### TEXTBLOCK
Unseren Kindern wird besonders im Ausland bewußt, was für eine schöne Natur und Traditionen wir haben. Gerade im Ausland spüren sie die Absenz der Kulturwerte. Unsere jungen Leuten bleiben sehr stark mit der Slowakei verbunden, auch wenn sie zum Arbeiten ins Ausland fahren.In den meisten Fällen kehren sie in die Slowakei zurück. Die Geimeinschaften der Slowaken im Ausland treffen sich regelmäßig und veranstalten Kulturprogramme, welche aus dem Vorstellung der Traditionen dienen. Das Zusammentreffen der Landsleute im Ausland erinnert sie an die Heimat und an das, was ihnen im Ausland fehlt. Manche von ihnen haben sich Trachten besorgt, die bei verschiedenen Anlässen und Treffen angezogen werden. Die ausländischen Slowaken haben öfters eine schönere Sprache, als wir Slowaken hierzulande. Viele der ausländischen Slowaken besuchen unsere Folklorefestivals direkt in der Slowakei, um unsere Folklore zu erleben. Die Respondenten sind der Ansicht, daß die Ostslowaken am meisten zusammenhalten.
Frage: Was reihen wir in die Traditionen ein?
Bei den schon obenerwähnten thematischen Bereichen ist auch die Volksarchitektur von großer Bedeutung. Leider zerfallen in den Dörfern manche Bauten wie z.B. Getreidekammern. Diese Bauten haben ihre Bedeutung verloren und es gibt niemanden der sie instandhält.
Die verbale Kultur und Literatur ist auch sehr bedeutend. Auch wenn wir den Kindern Publikationen schenken, das Problem liegt darin, daß heutzutage die Kinder nicht mehr lesen, sondern lieber vor dem Computer sitzen.
Es ist wichtig einen größeren Vorrat an Volksliedern zu haben, denn ohne sie haben die Familienfeste nicht mehr die nötige Bedeutung.
Speisung: besonders Ausländer, Touristen interessiert unsere traditionelle Küche.
Weitere Begebenheiten:
Taufe. Während des Zusammentreffens und des Mahles wird auch hier die Sitzordnung, je nach der Stellung in der Familie, und das Menue bestimmt.
Weinlese, Kirchenweihe finden auf dem Dorf und in manchen Stadtteilen am Namenstag des Schutzherren des Weinberges statt, und die Kirchenweihe bei der Kirche in der Stadt und im Dorf.
Fasching, das Aufstellen des Maibaumes für Mädchen tradiert bis heute in verschiedenen Lokalitäten.

### ARBEITSAUFTRAG 1
Fassen Sie den Textblock in zwei Sätzen zusammen.
### ARBEITSAUFTRAG 2
Zählen Sie sämtliche Begebenheiten auf, die der Textblock unter „Weitere Begebenheiten“ anführt.
### ARBEITSAUFTRAG 3
Beantworten Sie anhand des Textblocks:
(a) Welche Bauten nennt er als Beispiel für Bauten, die in den Dörfern zerfallen?
(b) Wen interessiert besonders die traditionelle Küche?
(c) Welche Slowaken halten nach Ansicht der Respondenten am meisten zusammen?
Stützen Sie sich ausschließlich auf den Textblock.

### GESPEICHERTE DATEN
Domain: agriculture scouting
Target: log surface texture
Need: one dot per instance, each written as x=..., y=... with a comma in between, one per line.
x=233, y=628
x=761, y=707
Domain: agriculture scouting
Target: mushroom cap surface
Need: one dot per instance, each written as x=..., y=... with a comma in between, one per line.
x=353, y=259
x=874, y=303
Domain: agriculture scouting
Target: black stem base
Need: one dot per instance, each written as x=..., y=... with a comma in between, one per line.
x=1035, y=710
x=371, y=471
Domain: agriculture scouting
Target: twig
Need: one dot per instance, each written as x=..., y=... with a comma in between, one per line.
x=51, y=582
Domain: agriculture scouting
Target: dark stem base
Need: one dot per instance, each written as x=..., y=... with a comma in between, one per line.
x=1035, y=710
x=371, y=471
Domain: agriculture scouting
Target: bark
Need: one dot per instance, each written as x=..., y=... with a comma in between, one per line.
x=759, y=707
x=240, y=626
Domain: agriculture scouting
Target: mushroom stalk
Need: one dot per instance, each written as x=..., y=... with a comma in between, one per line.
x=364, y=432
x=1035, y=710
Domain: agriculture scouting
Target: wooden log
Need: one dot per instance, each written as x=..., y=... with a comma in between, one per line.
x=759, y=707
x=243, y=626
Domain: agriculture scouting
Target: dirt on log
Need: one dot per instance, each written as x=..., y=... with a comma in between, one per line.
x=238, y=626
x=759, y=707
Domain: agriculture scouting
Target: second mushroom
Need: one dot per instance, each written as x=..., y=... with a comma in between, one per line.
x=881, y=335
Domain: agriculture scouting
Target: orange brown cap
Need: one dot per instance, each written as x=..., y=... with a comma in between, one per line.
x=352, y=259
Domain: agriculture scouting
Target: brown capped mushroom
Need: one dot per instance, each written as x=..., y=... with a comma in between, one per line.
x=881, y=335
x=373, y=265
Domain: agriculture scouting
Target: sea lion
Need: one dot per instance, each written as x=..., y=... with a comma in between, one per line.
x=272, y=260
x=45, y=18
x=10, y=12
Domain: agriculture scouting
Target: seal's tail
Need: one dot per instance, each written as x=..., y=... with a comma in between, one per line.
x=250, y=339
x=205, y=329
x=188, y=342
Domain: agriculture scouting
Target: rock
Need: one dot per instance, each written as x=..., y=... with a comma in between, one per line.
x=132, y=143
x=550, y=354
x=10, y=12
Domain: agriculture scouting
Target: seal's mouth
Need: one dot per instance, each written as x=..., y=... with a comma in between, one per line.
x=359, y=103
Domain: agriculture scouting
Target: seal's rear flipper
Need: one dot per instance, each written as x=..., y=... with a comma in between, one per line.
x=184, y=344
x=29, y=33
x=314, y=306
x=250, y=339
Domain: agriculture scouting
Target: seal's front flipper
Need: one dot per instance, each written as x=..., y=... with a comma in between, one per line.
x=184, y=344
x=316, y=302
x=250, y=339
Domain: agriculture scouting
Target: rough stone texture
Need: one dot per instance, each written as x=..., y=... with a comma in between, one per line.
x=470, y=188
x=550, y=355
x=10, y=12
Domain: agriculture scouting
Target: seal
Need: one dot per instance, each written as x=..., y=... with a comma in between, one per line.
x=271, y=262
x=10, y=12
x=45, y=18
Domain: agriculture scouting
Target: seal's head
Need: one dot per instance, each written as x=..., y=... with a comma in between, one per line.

### LÖSUNG 1
Junge Slowaken bleiben auch bei Arbeit im Ausland eng mit der Slowakei verbunden und kehren meist zurück, während sich die Gemeinschaften der Slowaken im Ausland regelmäßig treffen und in Kulturprogrammen ihre Traditionen vorstellen. Außerdem behandelt der Textblock Volksarchitektur, verbale Kultur und Literatur, Volkslieder, die traditionelle Küche sowie Begebenheiten wie Taufe, Weinlese, Kirchenweihe, Fasching und das Aufstellen des Maibaumes.

### LÖSUNG 2
Taufe, Weinlese, Kirchenweihe, Fasching, das Aufstellen des Maibaumes

### LÖSUNG 3
(a) Getreidekammern
(b) Ausländer und Touristen
(c) Die Ostslowaken